** Opening SUPPLIED TEXT block **

Freezing sperm for 15 years doesn't lower the chance of pregnancy
Women impregnated with sperm fro
Women impregnated with sperm frozen for up to 15 years are 'JUST as likely to get pregnant as they are from samples stored for just six months'
- Whether semen is frozen for 6 months or 15 years doesn't affect birth success
- The study looked at the outcomes for almost 120,000 semen samples in China
- Although sperm's survival dwindled, the chance of having a baby did not
Women who are impregnated with sperm which has been frozen for up to 15 years are just as likely to get pregnant, a study has found.
Whether semen is frozen for six months or more than a decade appears to make no difference to the chances of having a baby.
Men can freeze their sperm to start a family later in life, as women also freeze their eggs. But after 10 years in Britain, stored sperm is destroyed.
Researchers analysed a total of 119,558 semen samples at The Human Sperm Bank in Changsha-Hunan, China.
Sperm are contained in liquid nitrogen which has a temperature of -196°C (-321°F), and are essentially in a state of suspended animation.
Women who are impregnated with sperm which has been frozen for up to 15 years are no less likely to get pregnant, a study has found
The samples were put into three groups - those kept in cryostorage for between six months and five years, those stored for between six and 10 years, and those stored for between 11 and 15 years.
The study first found the frozen sperm's survival rate after thawing did decline - from 85 per cent in the first group to 74 per cent in the oldest samples.
However, this decline made little difference to the pregnancy and live birth rate in women using these samples for donor insemination.

** Closing SUPPLIED TEXT block **
** Opening RECORD EXTRACTS block **

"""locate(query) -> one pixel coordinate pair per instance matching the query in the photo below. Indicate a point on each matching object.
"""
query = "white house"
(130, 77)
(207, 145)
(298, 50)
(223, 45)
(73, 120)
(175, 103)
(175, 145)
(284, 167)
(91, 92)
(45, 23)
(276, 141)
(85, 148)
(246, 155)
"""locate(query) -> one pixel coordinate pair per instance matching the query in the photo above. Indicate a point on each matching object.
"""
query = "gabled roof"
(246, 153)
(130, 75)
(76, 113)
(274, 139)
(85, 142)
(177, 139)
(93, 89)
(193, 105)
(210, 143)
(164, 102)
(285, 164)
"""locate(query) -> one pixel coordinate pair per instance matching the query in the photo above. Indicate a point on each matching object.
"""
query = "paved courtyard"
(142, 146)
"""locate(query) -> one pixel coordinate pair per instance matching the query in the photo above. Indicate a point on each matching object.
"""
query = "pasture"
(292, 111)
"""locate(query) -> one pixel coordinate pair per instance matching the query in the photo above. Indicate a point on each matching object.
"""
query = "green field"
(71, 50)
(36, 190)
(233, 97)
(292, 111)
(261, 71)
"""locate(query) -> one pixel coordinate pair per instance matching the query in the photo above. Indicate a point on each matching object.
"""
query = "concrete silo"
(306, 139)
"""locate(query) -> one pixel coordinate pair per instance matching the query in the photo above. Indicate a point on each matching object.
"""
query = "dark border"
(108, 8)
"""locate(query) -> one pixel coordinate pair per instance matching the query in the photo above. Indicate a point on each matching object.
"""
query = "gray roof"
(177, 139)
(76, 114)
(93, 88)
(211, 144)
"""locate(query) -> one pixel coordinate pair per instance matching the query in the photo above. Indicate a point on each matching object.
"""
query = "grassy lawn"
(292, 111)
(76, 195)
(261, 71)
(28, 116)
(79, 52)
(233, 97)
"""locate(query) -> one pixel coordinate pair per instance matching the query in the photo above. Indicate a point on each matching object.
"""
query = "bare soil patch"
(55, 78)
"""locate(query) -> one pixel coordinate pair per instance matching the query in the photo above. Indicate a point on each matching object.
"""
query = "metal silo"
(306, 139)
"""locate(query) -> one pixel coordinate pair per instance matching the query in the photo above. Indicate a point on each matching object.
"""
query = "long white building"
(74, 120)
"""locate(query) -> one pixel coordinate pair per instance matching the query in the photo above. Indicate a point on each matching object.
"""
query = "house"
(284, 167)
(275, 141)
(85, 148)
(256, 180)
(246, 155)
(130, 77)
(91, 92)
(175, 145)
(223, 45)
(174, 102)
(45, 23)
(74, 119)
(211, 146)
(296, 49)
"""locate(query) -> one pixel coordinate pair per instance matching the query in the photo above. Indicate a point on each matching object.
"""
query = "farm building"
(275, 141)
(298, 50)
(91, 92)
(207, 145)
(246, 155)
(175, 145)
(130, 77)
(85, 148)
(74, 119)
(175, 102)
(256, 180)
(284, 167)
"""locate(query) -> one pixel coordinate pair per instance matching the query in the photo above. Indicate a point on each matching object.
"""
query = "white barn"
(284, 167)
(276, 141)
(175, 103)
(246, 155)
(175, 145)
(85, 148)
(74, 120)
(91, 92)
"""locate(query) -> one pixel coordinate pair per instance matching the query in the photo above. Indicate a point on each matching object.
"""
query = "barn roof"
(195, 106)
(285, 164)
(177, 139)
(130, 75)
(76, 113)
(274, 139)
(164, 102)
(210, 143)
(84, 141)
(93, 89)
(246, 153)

** Closing RECORD EXTRACTS block **

◆ TASK OBJECTIVE
Answer from the article on frozen sperm:
1. How many semen samples did the researchers analyze?
2. What temperature is the liquid nitrogen that holds the sperm?
3. What was the survival rate after thawing for the oldest samples?
You can skip the lines; they play no part here.

◆ WORKED SOLUTION
1. 119,558
2. -196°C (-321°F)
3. 74 per cent